--- start of Excerpt provided ---
To explore new and develop previously tested applications for RTSF in concrete and develop suitable design guidelines for rapid adoption by the construction industry.
To develop innovative applications using well sorted waste steel from tyres as well as fibre blends, creating high end value products by fully utilising the strength and significantly improved environmental profile of RTSF in concrete.
Task 3.1: Fibre blends for shrinkage control and structural applications
To determine the blends with the optimum mechanical characteristics (defined in WP1) wet concrete mixes will be developed (for the first time) using different amounts of manufactured (M) and sorted RTSF fibres. New tests will be developed (Figure right) to study the effect of both restrained shrinkage and auto-healing on the flexural properties (Modulus of rupture, residual strength and Modulus of Elasticity).
--- end of Excerpt provided ---
Retype the passage on RTSF in concrete. Begin at the words "To explore new" and stop after "the construction industry.".
--- start of Entries supplied ---
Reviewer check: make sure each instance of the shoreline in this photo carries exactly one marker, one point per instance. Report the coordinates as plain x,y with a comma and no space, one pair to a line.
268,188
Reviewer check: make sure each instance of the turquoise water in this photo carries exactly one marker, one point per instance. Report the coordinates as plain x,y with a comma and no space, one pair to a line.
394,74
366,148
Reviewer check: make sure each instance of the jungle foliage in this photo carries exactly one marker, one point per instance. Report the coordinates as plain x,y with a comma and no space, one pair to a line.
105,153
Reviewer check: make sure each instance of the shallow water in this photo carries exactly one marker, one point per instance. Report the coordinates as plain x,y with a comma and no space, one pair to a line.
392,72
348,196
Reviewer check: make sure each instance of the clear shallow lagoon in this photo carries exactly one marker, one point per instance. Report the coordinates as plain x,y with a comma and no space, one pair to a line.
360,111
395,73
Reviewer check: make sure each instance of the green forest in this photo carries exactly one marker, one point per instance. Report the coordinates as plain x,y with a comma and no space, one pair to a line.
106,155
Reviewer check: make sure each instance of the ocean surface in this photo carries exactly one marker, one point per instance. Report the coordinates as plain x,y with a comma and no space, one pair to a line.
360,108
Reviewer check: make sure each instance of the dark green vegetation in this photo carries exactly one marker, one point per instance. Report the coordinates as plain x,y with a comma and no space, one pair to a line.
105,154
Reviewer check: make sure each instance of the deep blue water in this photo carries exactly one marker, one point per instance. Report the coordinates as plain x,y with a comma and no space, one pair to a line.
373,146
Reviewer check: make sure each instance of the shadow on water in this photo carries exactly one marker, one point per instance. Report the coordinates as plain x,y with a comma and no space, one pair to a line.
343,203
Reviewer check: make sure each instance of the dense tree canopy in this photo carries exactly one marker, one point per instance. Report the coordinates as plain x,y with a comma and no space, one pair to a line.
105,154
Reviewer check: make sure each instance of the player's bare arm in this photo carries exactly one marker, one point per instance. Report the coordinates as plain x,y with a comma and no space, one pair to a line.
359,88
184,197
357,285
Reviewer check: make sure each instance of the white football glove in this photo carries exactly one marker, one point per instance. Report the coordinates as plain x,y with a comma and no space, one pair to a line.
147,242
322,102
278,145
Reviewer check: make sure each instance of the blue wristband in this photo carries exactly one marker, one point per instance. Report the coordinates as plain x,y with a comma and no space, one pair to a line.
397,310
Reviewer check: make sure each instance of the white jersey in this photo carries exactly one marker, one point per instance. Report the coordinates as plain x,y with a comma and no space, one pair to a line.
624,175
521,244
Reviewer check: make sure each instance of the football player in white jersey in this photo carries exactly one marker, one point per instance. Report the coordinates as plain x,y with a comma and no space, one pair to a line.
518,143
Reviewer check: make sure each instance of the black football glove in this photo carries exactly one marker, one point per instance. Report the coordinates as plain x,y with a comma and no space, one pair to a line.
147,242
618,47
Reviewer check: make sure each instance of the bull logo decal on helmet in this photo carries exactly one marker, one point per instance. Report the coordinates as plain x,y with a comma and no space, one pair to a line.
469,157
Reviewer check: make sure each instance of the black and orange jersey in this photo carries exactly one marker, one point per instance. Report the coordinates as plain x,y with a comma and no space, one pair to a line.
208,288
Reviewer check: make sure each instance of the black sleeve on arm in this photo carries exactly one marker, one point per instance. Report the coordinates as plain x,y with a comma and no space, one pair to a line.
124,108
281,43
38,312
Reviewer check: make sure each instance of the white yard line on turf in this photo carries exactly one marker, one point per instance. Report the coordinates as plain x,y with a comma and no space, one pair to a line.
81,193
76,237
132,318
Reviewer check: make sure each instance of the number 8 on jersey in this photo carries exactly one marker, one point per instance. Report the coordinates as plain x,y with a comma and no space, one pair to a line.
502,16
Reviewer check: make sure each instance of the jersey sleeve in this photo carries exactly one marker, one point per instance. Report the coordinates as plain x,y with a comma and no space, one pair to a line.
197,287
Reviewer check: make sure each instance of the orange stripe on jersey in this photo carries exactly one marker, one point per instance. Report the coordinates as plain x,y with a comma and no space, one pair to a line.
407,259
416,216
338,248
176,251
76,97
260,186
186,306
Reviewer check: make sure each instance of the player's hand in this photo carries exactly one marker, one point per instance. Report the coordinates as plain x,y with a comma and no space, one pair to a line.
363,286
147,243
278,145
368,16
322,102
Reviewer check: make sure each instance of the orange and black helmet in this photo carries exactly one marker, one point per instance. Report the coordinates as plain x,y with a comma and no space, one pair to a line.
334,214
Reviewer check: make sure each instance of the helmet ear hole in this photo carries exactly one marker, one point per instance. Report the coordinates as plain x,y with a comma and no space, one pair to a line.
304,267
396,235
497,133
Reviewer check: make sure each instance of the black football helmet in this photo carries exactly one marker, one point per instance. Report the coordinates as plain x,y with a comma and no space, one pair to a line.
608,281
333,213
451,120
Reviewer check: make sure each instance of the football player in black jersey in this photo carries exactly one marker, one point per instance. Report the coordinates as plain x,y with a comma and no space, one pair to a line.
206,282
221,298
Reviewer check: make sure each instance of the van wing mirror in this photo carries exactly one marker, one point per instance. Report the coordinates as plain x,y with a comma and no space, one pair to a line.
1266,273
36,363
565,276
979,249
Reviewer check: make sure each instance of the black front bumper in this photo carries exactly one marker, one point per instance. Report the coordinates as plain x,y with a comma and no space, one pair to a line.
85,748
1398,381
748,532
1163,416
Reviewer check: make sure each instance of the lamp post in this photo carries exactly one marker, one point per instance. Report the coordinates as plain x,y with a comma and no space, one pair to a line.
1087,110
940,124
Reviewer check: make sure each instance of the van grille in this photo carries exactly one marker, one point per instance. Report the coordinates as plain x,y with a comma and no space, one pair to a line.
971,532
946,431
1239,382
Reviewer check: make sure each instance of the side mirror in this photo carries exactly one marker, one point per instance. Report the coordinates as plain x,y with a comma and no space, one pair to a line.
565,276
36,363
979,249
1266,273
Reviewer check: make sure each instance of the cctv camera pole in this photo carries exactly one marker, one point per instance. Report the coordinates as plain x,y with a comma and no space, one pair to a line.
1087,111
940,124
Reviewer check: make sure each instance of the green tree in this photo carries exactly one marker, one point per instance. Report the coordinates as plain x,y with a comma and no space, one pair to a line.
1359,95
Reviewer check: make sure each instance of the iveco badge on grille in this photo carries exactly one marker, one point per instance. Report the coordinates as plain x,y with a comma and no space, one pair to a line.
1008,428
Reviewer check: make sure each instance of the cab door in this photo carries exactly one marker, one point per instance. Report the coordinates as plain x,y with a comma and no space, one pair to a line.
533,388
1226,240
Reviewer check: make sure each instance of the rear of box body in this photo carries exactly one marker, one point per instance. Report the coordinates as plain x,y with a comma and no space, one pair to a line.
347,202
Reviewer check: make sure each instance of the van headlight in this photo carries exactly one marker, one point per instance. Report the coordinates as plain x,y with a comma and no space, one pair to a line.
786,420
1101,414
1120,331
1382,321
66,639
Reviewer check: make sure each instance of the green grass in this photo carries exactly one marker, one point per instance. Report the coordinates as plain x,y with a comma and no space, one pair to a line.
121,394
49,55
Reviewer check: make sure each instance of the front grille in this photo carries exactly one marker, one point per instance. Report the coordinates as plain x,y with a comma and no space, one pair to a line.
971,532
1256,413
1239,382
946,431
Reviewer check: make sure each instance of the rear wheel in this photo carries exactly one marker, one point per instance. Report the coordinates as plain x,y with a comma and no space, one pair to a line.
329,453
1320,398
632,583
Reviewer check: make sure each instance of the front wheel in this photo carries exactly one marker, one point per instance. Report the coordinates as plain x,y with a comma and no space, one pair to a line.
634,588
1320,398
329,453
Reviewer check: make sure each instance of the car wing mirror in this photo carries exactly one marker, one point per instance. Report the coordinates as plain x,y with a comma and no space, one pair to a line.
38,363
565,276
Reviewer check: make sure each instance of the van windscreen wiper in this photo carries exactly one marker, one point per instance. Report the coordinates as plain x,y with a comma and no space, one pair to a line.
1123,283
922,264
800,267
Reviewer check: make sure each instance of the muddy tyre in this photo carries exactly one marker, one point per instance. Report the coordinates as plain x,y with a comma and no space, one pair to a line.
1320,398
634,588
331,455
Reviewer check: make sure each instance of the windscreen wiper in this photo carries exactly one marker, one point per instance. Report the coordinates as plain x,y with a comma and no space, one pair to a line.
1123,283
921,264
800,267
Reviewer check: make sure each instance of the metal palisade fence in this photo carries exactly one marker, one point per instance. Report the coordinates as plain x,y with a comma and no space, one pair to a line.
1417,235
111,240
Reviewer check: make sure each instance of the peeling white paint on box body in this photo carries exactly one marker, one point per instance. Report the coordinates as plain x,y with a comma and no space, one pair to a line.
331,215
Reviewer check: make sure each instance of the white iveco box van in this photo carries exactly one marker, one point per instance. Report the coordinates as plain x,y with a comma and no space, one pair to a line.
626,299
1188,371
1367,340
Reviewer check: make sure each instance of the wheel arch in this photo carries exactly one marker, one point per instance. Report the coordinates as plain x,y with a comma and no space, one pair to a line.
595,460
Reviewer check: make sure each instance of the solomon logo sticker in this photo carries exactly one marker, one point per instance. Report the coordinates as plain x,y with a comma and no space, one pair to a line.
--- end of Entries supplied ---
Full solution.
To explore new and develop previously tested applications for RTSF in concrete and develop suitable design guidelines for rapid adoption by the construction industry.